Data listing
%%

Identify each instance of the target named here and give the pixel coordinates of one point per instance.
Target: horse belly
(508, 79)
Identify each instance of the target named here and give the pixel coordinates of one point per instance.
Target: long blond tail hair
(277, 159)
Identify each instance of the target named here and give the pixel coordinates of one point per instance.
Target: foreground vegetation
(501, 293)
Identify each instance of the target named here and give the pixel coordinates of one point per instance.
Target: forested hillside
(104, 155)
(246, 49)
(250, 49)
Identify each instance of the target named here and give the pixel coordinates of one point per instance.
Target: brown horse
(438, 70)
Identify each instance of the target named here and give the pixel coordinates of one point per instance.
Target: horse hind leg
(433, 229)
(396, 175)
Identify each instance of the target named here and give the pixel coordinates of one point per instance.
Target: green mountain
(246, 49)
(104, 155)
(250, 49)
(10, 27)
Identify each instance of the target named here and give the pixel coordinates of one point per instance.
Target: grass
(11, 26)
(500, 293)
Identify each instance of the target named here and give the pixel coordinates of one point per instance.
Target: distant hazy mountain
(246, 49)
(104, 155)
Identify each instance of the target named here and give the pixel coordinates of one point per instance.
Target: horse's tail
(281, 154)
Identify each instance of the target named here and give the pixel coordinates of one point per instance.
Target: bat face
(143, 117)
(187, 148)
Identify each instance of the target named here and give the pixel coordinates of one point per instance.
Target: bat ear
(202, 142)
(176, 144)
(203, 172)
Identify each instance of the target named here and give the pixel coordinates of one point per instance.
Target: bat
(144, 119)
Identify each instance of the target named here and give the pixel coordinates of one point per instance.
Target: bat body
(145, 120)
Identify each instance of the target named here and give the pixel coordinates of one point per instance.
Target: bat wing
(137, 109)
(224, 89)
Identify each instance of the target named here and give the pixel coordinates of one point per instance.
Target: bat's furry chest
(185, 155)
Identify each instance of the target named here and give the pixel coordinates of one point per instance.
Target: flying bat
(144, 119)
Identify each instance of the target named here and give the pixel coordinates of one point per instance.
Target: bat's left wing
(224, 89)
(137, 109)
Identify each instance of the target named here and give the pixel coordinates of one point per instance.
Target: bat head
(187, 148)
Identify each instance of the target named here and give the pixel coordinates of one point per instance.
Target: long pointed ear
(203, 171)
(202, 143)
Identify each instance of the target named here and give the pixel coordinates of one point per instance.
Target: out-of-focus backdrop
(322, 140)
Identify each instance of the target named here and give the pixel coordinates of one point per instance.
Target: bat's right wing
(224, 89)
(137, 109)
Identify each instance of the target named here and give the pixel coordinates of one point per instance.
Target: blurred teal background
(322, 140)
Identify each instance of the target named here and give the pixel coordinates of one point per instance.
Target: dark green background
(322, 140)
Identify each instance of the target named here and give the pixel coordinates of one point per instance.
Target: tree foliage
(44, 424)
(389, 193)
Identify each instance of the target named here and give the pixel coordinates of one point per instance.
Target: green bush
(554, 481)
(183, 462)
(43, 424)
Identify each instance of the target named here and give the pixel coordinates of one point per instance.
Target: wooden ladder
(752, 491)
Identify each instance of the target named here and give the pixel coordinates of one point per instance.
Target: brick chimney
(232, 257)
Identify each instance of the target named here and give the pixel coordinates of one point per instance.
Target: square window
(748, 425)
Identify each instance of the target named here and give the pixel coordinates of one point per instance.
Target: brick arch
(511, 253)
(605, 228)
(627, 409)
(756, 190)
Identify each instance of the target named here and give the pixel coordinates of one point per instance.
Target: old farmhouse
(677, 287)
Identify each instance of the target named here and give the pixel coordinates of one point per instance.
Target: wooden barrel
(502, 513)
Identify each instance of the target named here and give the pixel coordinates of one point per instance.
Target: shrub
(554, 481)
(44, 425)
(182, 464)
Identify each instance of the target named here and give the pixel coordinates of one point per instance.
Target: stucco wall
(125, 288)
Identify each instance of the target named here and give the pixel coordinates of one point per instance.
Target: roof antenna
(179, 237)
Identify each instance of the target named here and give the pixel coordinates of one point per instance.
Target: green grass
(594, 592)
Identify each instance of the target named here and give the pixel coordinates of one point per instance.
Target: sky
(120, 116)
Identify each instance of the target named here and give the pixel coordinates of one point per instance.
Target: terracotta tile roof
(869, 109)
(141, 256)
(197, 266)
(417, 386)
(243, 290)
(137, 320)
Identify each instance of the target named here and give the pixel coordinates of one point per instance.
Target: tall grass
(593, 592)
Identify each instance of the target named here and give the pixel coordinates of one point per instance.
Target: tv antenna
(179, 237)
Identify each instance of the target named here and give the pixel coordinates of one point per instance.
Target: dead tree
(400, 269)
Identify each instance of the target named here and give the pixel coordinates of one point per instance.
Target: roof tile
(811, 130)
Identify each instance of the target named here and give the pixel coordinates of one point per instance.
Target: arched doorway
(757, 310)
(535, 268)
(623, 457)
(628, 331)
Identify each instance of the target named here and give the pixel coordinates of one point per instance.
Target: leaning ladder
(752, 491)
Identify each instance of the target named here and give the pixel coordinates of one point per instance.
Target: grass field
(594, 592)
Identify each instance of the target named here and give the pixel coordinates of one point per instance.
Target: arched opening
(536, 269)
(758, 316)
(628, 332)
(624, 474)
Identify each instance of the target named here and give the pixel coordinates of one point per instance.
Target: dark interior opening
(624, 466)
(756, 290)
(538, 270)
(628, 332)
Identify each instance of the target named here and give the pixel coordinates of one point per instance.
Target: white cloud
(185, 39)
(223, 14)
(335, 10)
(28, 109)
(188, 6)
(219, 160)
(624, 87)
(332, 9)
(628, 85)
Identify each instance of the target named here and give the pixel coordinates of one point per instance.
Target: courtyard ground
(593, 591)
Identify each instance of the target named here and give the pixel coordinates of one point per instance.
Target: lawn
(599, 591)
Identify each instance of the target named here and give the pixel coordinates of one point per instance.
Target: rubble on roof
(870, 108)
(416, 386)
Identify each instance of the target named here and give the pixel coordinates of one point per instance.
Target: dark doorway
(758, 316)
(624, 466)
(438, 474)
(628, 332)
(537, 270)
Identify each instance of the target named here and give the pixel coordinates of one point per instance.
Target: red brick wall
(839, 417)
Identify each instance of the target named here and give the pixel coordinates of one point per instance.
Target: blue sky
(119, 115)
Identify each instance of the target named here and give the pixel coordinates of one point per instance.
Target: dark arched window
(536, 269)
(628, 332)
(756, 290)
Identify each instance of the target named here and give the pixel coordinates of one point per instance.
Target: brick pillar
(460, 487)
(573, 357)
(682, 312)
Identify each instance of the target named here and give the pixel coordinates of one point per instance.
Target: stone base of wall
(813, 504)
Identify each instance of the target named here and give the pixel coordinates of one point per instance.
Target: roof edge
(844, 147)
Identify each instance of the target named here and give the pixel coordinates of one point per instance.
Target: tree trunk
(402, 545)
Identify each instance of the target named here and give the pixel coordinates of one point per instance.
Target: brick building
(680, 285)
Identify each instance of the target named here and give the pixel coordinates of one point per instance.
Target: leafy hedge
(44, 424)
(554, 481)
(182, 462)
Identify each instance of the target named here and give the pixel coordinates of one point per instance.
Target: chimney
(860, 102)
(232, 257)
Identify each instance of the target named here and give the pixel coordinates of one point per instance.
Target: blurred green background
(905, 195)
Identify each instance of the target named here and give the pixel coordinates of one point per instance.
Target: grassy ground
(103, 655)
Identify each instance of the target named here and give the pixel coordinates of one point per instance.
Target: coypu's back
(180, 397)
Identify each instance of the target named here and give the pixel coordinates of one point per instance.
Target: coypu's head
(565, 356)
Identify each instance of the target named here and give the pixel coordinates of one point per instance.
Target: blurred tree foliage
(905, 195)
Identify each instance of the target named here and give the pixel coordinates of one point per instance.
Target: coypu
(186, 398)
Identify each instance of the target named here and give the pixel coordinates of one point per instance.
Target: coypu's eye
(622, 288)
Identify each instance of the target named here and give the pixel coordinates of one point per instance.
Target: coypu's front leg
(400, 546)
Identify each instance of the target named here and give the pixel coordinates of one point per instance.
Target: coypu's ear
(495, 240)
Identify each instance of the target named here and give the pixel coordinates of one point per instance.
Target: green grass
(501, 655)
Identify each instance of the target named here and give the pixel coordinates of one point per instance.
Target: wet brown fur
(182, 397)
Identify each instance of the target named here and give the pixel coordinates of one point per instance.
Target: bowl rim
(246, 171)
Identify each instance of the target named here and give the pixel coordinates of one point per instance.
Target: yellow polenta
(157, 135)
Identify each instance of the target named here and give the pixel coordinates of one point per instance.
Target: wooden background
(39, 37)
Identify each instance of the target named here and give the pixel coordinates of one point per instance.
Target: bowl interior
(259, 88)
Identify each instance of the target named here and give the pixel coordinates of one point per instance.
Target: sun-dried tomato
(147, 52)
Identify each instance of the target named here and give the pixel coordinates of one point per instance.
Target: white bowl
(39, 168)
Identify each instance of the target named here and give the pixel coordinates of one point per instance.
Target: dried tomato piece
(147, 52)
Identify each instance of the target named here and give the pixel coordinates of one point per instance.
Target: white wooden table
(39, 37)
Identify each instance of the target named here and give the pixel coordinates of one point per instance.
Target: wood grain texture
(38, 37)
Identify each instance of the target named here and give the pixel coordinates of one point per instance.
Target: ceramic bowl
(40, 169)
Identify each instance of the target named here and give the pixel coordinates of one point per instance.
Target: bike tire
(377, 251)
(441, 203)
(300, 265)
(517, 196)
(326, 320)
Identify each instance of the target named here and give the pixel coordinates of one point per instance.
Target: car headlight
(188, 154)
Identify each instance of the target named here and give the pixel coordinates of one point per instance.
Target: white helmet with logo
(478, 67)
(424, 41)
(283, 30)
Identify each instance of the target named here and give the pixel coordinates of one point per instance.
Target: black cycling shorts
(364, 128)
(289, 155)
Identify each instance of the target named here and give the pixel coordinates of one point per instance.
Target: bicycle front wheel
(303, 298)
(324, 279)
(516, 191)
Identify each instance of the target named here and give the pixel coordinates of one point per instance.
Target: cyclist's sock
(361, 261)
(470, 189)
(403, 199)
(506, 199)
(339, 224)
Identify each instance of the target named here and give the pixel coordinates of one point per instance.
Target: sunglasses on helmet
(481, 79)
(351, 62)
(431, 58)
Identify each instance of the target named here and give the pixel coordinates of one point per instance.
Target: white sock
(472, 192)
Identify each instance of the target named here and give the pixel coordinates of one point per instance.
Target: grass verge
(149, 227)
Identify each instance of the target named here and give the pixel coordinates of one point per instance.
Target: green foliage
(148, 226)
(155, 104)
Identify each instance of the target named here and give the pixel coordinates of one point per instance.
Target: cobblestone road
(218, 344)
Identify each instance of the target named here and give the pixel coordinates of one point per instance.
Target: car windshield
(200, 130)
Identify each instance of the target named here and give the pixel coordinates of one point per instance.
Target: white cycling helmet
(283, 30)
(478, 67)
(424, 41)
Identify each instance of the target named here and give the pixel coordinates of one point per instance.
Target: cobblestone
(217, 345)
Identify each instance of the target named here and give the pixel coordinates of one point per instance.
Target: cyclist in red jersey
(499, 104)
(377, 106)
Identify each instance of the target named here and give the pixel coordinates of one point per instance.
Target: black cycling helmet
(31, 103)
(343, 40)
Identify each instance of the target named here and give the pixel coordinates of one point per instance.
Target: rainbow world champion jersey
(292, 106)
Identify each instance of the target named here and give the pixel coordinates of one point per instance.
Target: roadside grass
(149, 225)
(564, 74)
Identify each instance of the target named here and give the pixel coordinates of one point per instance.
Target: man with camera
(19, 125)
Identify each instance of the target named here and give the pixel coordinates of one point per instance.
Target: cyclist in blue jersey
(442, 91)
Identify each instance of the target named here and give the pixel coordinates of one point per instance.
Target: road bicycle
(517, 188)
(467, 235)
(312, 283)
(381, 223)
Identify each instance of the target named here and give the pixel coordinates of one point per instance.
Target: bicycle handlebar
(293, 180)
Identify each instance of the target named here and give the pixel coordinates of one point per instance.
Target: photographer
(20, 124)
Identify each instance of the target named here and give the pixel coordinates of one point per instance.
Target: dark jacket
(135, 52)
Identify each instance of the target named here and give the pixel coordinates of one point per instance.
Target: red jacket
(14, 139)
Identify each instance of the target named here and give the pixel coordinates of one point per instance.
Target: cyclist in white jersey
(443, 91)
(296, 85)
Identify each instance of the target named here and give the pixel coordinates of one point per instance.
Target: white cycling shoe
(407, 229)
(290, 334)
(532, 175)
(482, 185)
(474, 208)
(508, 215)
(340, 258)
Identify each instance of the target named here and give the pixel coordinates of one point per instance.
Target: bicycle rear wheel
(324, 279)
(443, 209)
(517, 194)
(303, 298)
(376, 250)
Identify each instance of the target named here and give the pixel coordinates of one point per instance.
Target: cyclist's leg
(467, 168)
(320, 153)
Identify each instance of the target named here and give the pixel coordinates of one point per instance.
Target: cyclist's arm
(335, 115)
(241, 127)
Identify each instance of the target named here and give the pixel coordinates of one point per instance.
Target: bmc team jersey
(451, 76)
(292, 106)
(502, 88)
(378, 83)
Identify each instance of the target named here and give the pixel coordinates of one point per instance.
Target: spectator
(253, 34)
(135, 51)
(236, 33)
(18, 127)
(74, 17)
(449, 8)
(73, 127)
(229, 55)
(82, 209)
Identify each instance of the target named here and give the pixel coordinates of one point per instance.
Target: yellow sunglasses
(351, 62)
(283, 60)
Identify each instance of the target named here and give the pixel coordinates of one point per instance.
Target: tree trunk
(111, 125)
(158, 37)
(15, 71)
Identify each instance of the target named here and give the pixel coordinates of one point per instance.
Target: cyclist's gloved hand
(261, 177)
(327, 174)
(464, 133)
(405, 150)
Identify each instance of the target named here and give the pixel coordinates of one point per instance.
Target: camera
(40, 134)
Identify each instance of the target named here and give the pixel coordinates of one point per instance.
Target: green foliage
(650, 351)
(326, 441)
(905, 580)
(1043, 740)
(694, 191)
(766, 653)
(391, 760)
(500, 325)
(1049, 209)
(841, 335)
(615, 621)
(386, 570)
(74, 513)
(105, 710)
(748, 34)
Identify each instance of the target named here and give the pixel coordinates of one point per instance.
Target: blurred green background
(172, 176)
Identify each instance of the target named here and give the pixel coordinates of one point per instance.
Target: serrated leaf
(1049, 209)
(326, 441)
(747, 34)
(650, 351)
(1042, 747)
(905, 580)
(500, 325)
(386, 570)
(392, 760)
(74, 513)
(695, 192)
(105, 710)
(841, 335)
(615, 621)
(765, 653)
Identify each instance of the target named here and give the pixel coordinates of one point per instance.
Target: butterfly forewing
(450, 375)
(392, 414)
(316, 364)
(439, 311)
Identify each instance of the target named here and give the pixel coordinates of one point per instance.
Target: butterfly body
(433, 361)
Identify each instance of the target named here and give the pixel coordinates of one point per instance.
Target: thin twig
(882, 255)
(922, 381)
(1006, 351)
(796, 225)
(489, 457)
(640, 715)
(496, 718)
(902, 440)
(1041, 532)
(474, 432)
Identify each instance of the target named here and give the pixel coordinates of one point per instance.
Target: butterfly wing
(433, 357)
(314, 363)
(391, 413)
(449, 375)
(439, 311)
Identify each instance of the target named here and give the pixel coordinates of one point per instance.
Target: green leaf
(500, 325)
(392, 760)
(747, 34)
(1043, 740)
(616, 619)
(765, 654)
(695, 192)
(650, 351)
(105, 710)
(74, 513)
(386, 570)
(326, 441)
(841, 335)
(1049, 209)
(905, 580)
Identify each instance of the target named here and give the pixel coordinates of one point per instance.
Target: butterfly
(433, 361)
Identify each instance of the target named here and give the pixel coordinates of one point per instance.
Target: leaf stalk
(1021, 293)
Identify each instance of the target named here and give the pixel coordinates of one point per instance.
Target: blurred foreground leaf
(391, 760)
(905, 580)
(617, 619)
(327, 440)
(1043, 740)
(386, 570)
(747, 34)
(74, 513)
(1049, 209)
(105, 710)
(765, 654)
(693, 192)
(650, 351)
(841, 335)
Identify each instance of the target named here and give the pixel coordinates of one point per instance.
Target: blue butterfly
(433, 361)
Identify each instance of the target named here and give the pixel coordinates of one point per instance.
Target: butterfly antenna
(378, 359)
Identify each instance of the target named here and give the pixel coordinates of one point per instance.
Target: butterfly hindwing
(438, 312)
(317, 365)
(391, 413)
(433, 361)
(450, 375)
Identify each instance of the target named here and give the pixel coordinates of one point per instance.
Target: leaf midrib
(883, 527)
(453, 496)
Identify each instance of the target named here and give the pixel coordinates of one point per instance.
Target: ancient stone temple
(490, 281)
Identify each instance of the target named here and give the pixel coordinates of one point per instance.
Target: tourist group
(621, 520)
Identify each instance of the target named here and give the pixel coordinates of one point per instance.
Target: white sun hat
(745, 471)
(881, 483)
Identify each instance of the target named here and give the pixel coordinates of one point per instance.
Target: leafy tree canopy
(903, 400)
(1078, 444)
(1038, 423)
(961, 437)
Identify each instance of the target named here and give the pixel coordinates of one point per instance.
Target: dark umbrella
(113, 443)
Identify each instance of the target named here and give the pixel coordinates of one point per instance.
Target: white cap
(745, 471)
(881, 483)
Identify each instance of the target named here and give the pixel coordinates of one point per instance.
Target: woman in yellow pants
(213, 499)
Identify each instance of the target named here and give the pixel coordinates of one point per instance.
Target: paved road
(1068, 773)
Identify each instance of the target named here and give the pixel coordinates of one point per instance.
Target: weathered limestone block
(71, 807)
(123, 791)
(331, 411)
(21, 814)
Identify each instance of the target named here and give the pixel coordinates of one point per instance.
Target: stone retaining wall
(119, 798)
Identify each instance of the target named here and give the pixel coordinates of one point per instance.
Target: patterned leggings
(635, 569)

%%

Given request:
Select every line of the data that contains the word "arched", and copy each such line. Case counts.

Written answer:
Target: arched doorway
Target: arched opening
Target: dark arched window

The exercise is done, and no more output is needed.